=== SCHRIFTLICHER AUFTRAG 1 ===
Gib aus dem Auszug zur Arbeitskräfteüberlassung den Abschnitt wortgetreu wieder, der mit "Hinsichtlich der vom" beginnt und sich bis einschließlich "und Zahlungsdaten erfolgt." erstreckt.
=== SCHRIFTLICHER AUFTRAG 2 ===
Stimmen die folgenden Aussagen mit dem Auszug zur Arbeitskräfteüberlassung überein? Beantworte jede mit Ja oder Nein und zitiere wörtlich die entscheidenden Worte des Textes: (a) Der Vertrag wurde am 11. September 2015 abgeschlossen. (b) Die Arbeiten begannen am 14. Oktober 2015. (c) Nach Ausführung des Verwaltungsgerichts ist hervorgekommen, dass die Bezahlung tatsächlich nach Arbeitsstunden erfolgte.

=== ZU LESENDER AUSZUG ===

------------------------

Hinsichtlich der vom Revisionswerber als Indiz für eine Arbeitskräfteüberlassung genannten Art der Abrechnung der Leistungen der Br. führte das Verwaltungsgericht aus, es sei einerseits nicht hervorgekommen, dass die Bezahlung tatsächlich nach Arbeitsstunden erfolgt sei, andererseits habe der technische Projektleiter der A. AG angegeben, dass die Nennung eines Basisstundensatzes in Montageverträgen der A. AG üblich und auch als Grundlage allfälligen Mehrforderungen für die Abrechnung von Zusatzarbeiten relevant sei. In der Änderungsvereinbarung vom 14. Oktober 2015 sei im Übrigen neben der Präzisierung des Auftrags auch eine Änderung hinsichtlich der Zahlungsbedingungen und Zahlungsdaten erfolgt.

Was schließlich den Umstand anlange, dass der detaillierte Vertrag erst nach Beginn der Erhebungen durch die Finanzpolizei in schriftlicher Form abgeschlossen worden sei, so halte es das Verwaltungsgericht für nachvollziehbar, dass es aufgrund der außergewöhnlichen Situation nicht sofort bei Vertragsabschluss am 11. September 2015 bzw. vor Beginn der Arbeiten am 14. September 2015 möglich gewesen sei, die offenen Details präzise festzulegen. Den Vertragsparteien sei ohnehin bekannt gewesen, worum es gegangen sei. Der Br. sei in der Person des von der Bi. übernommenen Gesamtbauleiters konkret bekannt gewesen, welche Systeme noch zu montieren seien. Von einer bereits von Beginn an bestehenden teils mündlichen, teils konkludenten Vereinbarung könne somit ausgegangen werden.

------------------------

=== QUELLENAUSZUG ===
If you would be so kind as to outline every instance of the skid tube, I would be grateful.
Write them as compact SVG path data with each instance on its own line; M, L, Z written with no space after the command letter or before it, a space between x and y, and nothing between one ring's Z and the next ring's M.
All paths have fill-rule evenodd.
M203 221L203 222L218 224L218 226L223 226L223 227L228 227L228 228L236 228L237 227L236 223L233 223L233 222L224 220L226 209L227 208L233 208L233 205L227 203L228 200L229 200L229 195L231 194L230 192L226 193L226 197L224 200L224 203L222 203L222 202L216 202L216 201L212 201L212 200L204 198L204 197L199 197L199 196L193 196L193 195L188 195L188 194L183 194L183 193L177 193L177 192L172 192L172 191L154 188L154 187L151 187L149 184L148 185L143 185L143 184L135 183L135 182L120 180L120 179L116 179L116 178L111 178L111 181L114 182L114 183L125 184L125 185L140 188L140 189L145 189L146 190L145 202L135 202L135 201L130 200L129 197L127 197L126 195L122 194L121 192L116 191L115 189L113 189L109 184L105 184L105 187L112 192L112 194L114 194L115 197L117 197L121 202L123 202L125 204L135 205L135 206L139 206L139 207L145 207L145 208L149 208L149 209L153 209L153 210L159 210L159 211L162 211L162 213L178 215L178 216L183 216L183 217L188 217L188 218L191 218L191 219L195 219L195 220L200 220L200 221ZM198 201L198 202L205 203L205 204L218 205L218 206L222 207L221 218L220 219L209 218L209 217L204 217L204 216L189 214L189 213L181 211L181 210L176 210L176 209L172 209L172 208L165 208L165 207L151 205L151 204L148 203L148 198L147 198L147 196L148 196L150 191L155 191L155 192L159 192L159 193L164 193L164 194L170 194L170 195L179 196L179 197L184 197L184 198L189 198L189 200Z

------------------------

=== AUSGABE 1 ===
Hinsichtlich der vom Revisionswerber als Indiz für eine Arbeitskräfteüberlassung genannten Art der Abrechnung der Leistungen der Br. führte das Verwaltungsgericht aus, es sei einerseits nicht hervorgekommen, dass die Bezahlung tatsächlich nach Arbeitsstunden erfolgt sei, andererseits habe der technische Projektleiter der A. AG angegeben, dass die Nennung eines Basisstundensatzes in Montageverträgen der A. AG üblich und auch als Grundlage allfälligen Mehrforderungen für die Abrechnung von Zusatzarbeiten relevant sei. In der Änderungsvereinbarung vom 14. Oktober 2015 sei im Übrigen neben der Präzisierung des Auftrags auch eine Änderung hinsichtlich der Zahlungsbedingungen und Zahlungsdaten erfolgt.

=== AUSGABE 2 ===
(a) Ja: „bei Vertragsabschluss am 11. September 2015“
(b) Nein: „vor Beginn der Arbeiten am 14. September 2015“
(c) Nein: „es sei einerseits nicht hervorgekommen, dass die Bezahlung tatsächlich nach Arbeitsstunden erfolgt sei“